Your instructions: Word for word, restate the entries below, but exclude the images.

Data records:
------------------------------------

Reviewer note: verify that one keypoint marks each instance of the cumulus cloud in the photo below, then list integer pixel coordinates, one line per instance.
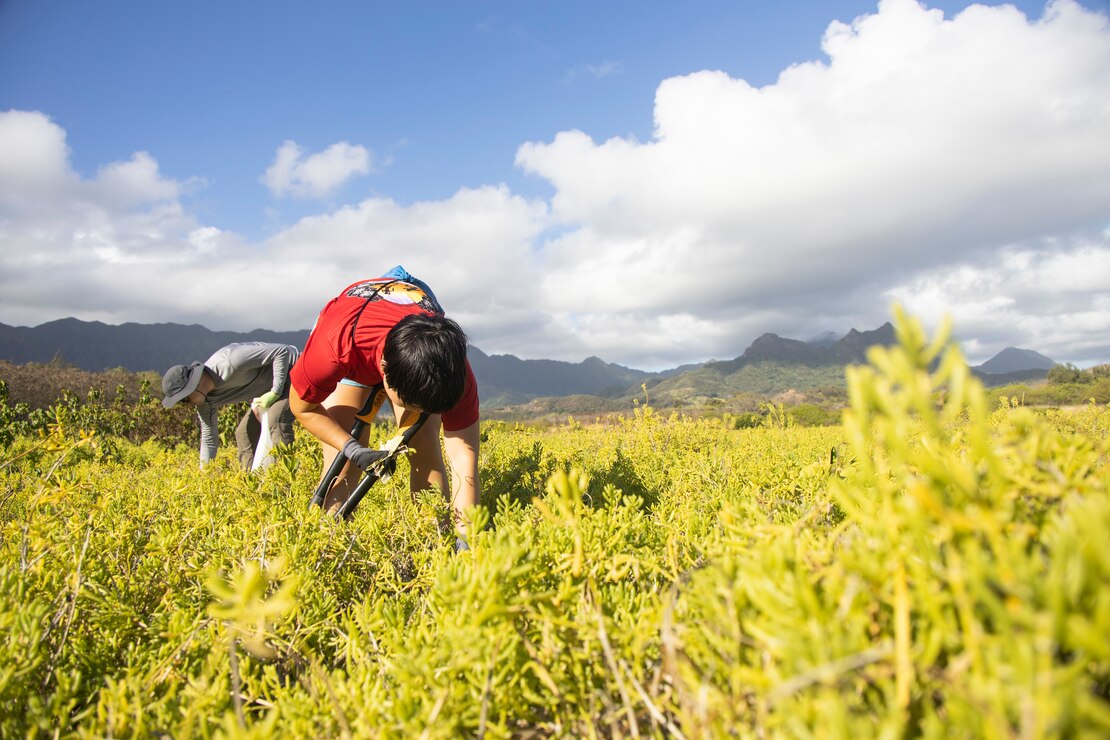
(316, 175)
(920, 141)
(955, 164)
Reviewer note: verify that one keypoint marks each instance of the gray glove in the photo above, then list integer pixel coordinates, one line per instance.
(364, 457)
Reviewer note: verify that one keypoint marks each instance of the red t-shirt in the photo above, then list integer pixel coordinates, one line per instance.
(332, 354)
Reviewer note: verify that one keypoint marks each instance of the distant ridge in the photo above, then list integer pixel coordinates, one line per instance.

------------------------------------

Solution to the problem:
Reviewer note: verify that one keypoint marks each instance of the cumulus cloud in the photo below, then list integer pixel coordinates, one line per instance.
(316, 175)
(920, 141)
(955, 164)
Reviewer note: verify that one keypoint marks each instance of the gray glove in the photo above, then list integer pixel coordinates, one line per instance.
(364, 457)
Reviewer note: verify that one keypoint marks each instance of the red t-shirt in the photo above, then list integer pixel coordinates, one line per instance.
(332, 354)
Reviewer note: verify that one keypoint marks each instance of the distant ridge in the photo above, then list integer pixel coordinates, one line per instance.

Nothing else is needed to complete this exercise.